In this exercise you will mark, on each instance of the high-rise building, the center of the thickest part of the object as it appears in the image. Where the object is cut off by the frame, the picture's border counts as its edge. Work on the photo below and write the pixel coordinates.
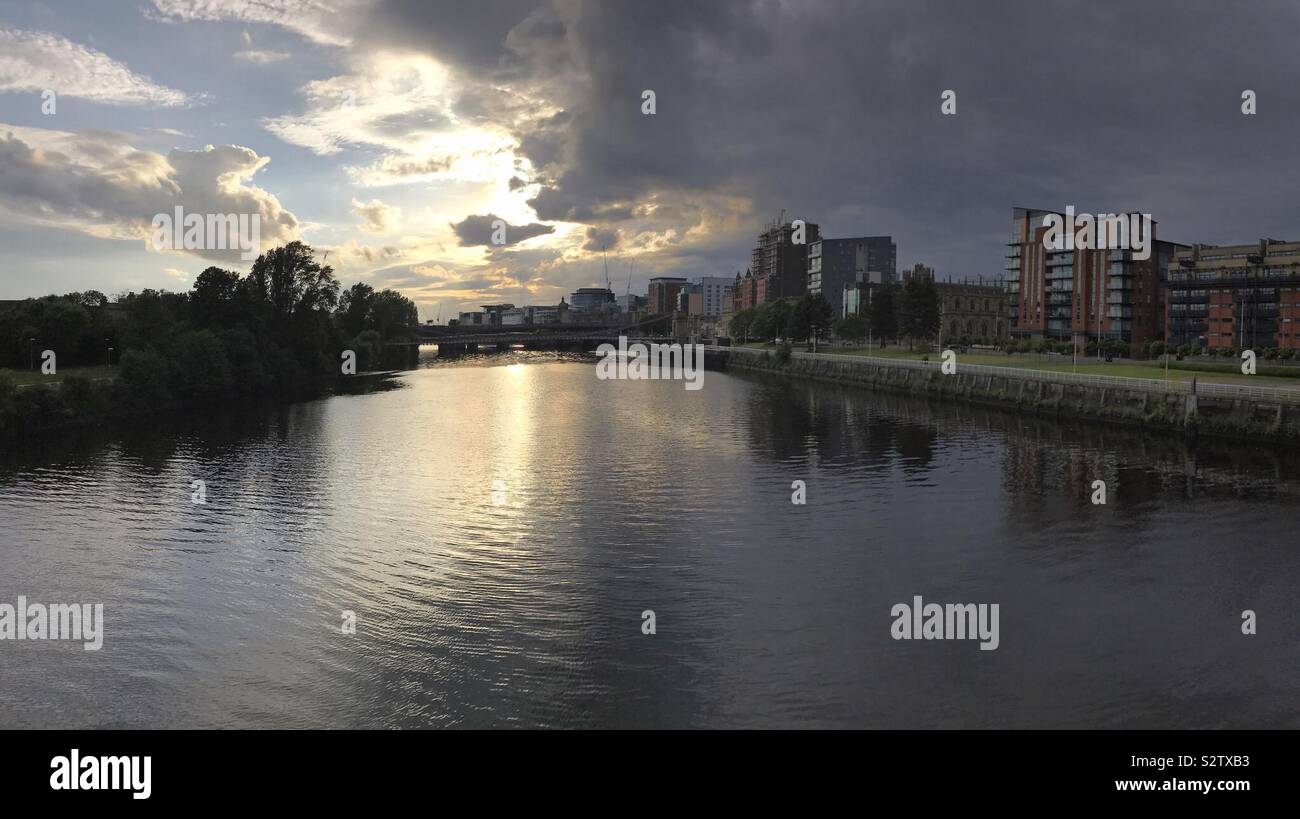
(837, 263)
(592, 299)
(744, 291)
(1084, 294)
(973, 310)
(1239, 295)
(714, 290)
(781, 267)
(663, 290)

=====

- **Work request**: Would you transcribe all of the entries above exactly, minus the images?

- **Written answer**:
In this exercise you will mark, on each instance of the high-rise building, the center of the thickest part of the object as it appears in the image. Where the object is cut off by the frame, the picture's border counts as its edge. Work on the photo below and write the pixel coordinates.
(837, 263)
(592, 299)
(744, 291)
(1084, 294)
(973, 310)
(1239, 295)
(714, 290)
(781, 267)
(663, 290)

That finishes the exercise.